3. MIA MADRE di Nanni Moretti. Intimo, naturale, semplice, quotidiano. Spiazzante. Disarmante. Il Moretti meno morettiano. Il più atipico, perciò il più interessante. C’è in Mia madre, infatti, molto di più di quanto si possa pensare, o a quanto superficialmente ci si possa fermare. C’è un cinema sapiente, fuori e dentro l’inquadratura, una preziosa capacità di raccontare frutto di scelte registiche di un autore navigato, e di un artista completo. Mia Madre è un film sulla famiglia, un film di rapporti, di individualità che cercano e trovano legami, di esseri umani che si pongono accanto ad altri esseri umani, nella semplicità del gesto, nella profondità esistenziale di tale asserzione. È un film di dolore e gioia, di pianti e risate, è un film che impreziosisce. Ed arricchisce. È un film che sta così in alto in questa classifica perché è l’opera d’arte irrinunciabile, quella necessaria. Moretti è a nudo, in un’intimità che mai ci era stato dato conoscere prima: non è il Nanni Moretti nudo che si mangia la nutella da un barattolo gigante in Bianca. No, questo è il Nanni Moretti nudo davanti al suo cinema, davanti alla sua vita. Abbiamo visto l’attore accanto al personaggio. Un privilegio.

**Esercizio proposto A:**
Individua e copia ogni riga dell'elenco che contiene la stringa "snow", tenendo conto di maiuscole e minuscole.
L'estratto e l'elenco provengono da fonti diverse.

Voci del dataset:
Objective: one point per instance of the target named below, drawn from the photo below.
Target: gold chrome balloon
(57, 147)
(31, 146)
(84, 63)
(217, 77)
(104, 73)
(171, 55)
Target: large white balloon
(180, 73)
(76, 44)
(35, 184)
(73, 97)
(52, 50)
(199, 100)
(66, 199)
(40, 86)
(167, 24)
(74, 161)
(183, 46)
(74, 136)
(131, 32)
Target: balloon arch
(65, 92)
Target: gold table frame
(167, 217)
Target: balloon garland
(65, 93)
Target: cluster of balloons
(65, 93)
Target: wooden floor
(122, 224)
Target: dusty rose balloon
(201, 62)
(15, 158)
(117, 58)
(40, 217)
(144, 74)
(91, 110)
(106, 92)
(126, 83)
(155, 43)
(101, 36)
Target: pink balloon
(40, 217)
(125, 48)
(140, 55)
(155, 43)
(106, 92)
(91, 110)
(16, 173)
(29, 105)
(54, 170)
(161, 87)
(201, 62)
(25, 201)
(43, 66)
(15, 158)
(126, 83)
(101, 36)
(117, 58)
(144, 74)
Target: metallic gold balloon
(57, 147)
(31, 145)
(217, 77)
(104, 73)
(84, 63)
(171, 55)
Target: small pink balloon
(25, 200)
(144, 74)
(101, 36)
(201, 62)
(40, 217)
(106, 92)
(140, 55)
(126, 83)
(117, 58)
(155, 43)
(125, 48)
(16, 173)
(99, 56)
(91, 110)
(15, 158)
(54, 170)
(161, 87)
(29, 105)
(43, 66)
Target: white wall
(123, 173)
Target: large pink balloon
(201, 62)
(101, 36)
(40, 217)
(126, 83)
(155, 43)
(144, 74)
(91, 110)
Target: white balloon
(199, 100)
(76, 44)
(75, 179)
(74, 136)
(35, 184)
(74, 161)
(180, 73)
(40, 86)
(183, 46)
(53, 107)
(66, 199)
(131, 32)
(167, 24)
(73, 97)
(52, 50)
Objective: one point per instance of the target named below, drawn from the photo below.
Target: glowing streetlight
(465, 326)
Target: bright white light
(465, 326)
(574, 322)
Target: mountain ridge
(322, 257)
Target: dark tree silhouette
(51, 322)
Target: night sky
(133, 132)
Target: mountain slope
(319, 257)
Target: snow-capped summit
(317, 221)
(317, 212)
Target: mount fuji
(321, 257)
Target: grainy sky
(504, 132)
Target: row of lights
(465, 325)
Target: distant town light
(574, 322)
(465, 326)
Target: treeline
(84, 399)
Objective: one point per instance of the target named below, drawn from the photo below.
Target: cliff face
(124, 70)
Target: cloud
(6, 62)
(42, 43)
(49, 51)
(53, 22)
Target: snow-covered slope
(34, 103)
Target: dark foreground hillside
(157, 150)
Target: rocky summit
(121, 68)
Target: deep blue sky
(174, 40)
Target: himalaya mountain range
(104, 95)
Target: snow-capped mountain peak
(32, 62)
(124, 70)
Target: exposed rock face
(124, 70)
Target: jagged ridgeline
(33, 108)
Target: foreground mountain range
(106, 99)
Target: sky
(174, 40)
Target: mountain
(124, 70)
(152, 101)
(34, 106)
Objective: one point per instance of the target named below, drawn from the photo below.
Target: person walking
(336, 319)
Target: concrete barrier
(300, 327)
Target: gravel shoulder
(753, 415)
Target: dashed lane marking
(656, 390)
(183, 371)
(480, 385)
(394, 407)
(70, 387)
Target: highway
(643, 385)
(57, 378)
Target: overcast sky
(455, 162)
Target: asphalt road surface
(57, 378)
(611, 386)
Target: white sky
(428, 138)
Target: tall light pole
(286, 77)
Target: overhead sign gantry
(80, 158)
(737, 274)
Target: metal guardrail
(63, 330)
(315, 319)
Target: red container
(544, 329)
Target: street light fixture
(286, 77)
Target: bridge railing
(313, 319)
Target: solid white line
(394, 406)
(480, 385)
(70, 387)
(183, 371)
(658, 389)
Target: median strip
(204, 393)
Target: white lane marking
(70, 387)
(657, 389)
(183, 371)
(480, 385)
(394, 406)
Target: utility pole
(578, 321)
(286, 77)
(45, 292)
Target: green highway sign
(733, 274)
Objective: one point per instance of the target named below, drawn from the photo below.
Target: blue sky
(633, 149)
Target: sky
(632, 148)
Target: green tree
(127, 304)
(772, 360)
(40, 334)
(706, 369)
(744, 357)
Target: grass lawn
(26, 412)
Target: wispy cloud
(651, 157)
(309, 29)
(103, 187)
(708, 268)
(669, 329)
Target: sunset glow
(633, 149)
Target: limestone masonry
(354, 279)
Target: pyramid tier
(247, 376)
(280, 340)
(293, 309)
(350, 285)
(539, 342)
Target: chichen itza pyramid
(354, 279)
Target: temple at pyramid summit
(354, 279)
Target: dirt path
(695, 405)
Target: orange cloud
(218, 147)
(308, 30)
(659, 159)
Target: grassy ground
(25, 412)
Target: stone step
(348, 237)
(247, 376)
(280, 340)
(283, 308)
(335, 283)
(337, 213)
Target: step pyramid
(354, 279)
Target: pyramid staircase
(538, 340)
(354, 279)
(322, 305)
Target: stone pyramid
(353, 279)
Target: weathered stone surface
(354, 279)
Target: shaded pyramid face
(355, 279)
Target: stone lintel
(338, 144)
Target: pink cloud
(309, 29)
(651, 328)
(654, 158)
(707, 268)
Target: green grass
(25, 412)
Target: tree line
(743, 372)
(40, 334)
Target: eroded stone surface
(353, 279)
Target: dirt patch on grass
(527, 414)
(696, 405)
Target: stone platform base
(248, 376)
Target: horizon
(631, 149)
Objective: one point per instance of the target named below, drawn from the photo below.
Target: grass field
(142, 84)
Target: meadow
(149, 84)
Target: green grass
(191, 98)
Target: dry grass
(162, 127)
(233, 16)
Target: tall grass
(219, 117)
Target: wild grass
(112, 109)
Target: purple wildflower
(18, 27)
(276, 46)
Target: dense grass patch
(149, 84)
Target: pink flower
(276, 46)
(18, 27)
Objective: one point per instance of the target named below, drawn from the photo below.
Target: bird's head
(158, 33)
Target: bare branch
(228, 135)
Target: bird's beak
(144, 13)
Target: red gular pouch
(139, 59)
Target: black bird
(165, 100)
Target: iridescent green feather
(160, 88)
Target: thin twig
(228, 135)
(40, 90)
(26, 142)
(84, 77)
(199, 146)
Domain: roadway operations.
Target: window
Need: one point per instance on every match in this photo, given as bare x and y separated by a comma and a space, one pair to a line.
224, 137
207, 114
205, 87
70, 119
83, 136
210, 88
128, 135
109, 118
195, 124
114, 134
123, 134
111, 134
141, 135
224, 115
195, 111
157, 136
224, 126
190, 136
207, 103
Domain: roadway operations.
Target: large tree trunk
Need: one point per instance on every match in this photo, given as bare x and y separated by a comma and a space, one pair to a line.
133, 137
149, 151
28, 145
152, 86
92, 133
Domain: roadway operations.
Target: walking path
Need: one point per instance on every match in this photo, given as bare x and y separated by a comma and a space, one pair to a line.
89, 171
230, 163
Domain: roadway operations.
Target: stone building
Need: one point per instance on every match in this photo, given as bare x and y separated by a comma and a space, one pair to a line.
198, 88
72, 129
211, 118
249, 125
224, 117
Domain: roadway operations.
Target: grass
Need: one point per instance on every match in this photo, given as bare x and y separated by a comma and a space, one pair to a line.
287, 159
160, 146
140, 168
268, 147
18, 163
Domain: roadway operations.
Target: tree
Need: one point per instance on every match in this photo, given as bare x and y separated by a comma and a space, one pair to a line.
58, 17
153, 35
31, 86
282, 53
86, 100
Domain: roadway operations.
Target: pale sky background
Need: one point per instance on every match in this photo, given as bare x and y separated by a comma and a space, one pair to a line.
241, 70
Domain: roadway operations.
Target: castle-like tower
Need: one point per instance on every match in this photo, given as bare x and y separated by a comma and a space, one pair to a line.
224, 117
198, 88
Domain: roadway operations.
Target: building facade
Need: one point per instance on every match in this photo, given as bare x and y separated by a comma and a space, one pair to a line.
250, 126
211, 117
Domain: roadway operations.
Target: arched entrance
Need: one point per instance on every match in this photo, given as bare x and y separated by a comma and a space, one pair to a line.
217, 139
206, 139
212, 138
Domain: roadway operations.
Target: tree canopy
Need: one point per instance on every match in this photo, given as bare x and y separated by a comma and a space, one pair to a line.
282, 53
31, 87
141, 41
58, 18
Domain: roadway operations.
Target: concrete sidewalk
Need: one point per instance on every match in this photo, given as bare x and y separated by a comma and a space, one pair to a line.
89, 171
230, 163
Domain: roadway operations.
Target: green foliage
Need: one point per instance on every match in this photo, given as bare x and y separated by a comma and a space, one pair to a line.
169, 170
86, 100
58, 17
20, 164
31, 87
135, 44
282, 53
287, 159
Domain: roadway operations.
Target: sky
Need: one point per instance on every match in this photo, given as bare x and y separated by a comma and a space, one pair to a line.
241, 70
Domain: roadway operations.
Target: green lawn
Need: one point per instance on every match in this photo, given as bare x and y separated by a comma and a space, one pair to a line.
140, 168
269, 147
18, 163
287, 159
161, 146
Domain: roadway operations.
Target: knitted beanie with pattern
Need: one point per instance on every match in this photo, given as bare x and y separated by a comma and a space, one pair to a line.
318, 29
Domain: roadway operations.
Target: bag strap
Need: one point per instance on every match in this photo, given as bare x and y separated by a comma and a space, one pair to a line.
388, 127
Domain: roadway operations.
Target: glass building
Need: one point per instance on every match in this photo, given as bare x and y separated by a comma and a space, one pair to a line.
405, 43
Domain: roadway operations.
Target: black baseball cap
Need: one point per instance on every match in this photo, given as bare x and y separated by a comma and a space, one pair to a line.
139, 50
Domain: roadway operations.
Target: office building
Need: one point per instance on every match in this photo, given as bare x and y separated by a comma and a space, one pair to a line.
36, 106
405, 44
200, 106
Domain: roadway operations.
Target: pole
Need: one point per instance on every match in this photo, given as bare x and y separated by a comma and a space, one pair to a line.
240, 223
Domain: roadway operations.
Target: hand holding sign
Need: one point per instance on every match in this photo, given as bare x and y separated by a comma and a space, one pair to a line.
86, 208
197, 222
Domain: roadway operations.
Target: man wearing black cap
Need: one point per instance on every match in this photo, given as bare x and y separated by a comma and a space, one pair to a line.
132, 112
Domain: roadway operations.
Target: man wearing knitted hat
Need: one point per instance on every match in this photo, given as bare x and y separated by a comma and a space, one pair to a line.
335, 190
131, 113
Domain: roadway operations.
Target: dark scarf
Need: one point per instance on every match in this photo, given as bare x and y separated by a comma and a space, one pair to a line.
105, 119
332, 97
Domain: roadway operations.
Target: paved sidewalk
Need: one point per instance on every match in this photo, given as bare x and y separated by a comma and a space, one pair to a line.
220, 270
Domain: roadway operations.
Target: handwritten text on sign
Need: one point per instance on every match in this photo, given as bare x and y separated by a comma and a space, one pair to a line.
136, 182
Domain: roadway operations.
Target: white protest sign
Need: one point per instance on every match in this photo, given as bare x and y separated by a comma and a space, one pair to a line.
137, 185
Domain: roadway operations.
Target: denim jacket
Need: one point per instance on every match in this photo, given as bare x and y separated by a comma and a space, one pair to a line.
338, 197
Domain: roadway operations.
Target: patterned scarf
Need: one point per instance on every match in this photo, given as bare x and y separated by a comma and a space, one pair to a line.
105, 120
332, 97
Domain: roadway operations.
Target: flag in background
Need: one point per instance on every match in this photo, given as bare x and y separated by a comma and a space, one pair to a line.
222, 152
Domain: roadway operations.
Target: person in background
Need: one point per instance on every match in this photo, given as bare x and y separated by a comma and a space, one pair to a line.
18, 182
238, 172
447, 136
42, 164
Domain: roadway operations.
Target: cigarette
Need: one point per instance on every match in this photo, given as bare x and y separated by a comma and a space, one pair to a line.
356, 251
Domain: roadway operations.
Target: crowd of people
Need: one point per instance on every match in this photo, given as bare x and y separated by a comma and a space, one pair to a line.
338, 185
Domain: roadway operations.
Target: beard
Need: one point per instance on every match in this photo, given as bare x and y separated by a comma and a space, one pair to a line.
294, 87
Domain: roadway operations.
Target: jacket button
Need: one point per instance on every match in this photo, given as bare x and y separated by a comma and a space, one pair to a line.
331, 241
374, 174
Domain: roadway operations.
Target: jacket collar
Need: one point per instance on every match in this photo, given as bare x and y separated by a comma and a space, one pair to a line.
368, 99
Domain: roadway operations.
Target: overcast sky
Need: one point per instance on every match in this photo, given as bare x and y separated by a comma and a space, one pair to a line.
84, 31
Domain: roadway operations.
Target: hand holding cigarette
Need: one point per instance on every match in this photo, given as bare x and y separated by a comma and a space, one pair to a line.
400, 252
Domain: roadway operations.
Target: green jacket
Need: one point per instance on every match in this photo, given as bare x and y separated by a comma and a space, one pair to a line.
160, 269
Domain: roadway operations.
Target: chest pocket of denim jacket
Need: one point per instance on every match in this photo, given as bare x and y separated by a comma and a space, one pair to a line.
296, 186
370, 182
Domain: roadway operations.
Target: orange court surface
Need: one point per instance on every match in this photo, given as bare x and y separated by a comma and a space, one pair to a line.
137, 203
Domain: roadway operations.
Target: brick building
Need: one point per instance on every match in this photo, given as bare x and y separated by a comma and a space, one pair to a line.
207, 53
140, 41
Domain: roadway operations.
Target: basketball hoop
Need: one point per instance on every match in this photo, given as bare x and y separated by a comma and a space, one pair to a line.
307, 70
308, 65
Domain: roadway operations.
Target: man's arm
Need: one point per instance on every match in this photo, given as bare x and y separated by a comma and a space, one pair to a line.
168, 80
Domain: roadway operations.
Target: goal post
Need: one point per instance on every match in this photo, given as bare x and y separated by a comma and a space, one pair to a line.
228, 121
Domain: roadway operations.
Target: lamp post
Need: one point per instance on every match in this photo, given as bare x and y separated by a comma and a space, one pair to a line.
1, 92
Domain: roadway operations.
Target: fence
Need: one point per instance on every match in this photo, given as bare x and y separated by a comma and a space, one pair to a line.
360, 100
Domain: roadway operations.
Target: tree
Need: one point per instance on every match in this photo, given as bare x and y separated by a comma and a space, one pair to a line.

**Esercizio proposto B:**
Secondo l'estratto, in quale film Nanni Moretti si mangia la nutella da un barattolo gigante?

**Soluzione scritta A:**
Target: snow-capped summit
Target: snow-covered slope
Target: snow-capped mountain peak

**Soluzione scritta B:**
In Bianca.